Two fatal fires at the Wild Ginger Inn and the old Puʻuʻeo Poi Factory in Hilo expose gaps in the state’s fire safety inspection system.

Regular inspections of hotels and other accommodations required by the state are being inconsistently carried out by most county fire departments. 

Three people died in two structure fires in Hilo on Hawaiʻi island in October and November in a downtown hotel and in a factory illegally converted to rentals, neither of which had ever been inspected, according to the county. Those buildings fall into the category for which state law calls for fire inspections at least every five years, with corrective actions issued where necessary.

In reality, staffing and resource limitations mean that all of the state’s county fire prevention bureaus only inspect a fraction of the state’s accommodations, leaving visitors and residents at risk. Hawaiʻi County, for example, has three inspectors to oversee fire safety standards of an estimated 14,600 rental rooms spread out over 4,000 square miles.

Annual inspections are mandatory in some other states, including California and Missouri. But with no statutory requirement for annual inspections of Hawaiʻi’s 1,700 registered hotels, motels or lodging houses, only one county — Maui — says it has been doing so since 2023.

The aftermath of the Wild Ginger Hotel fire is photographed Tuesday, Dec. 16, 2025, in Hilo. One person died at the Wild Ginger Hotel. (Kevin Fujii/Civil Beat/2025)
County departments are required to inspect all dwellings at least once every five years. As of 2023, Maui County said it had begun annual inspections of all hotels and lodging businesses. Other counties could not immediately provide a breakdown of the buildings that had been inspected this year. (Kevin Fujii/Civil Beat/2025)

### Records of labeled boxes
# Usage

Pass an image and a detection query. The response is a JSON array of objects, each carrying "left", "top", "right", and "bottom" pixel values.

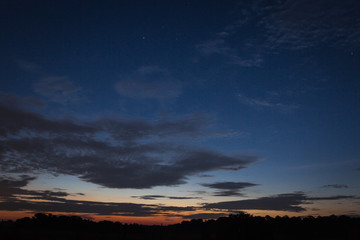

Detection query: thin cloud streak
[{"left": 0, "top": 107, "right": 259, "bottom": 189}]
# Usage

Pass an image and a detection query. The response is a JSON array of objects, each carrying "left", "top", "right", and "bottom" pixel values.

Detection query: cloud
[
  {"left": 322, "top": 184, "right": 349, "bottom": 188},
  {"left": 0, "top": 106, "right": 259, "bottom": 189},
  {"left": 203, "top": 192, "right": 355, "bottom": 212},
  {"left": 0, "top": 175, "right": 74, "bottom": 201},
  {"left": 115, "top": 66, "right": 183, "bottom": 101},
  {"left": 259, "top": 0, "right": 360, "bottom": 50},
  {"left": 0, "top": 91, "right": 46, "bottom": 109},
  {"left": 34, "top": 76, "right": 83, "bottom": 105},
  {"left": 132, "top": 195, "right": 199, "bottom": 200},
  {"left": 182, "top": 213, "right": 229, "bottom": 219},
  {"left": 238, "top": 94, "right": 299, "bottom": 111},
  {"left": 201, "top": 182, "right": 258, "bottom": 196},
  {"left": 196, "top": 0, "right": 360, "bottom": 67},
  {"left": 196, "top": 38, "right": 263, "bottom": 67},
  {"left": 0, "top": 175, "right": 195, "bottom": 216}
]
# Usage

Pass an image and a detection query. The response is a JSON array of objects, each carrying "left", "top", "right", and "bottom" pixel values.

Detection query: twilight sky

### STATED EXERCISE
Which U.S. states does the article on the Hilo fires name?

### RESPONSE FOR THIS EXERCISE
Hawaiʻi, California, Missouri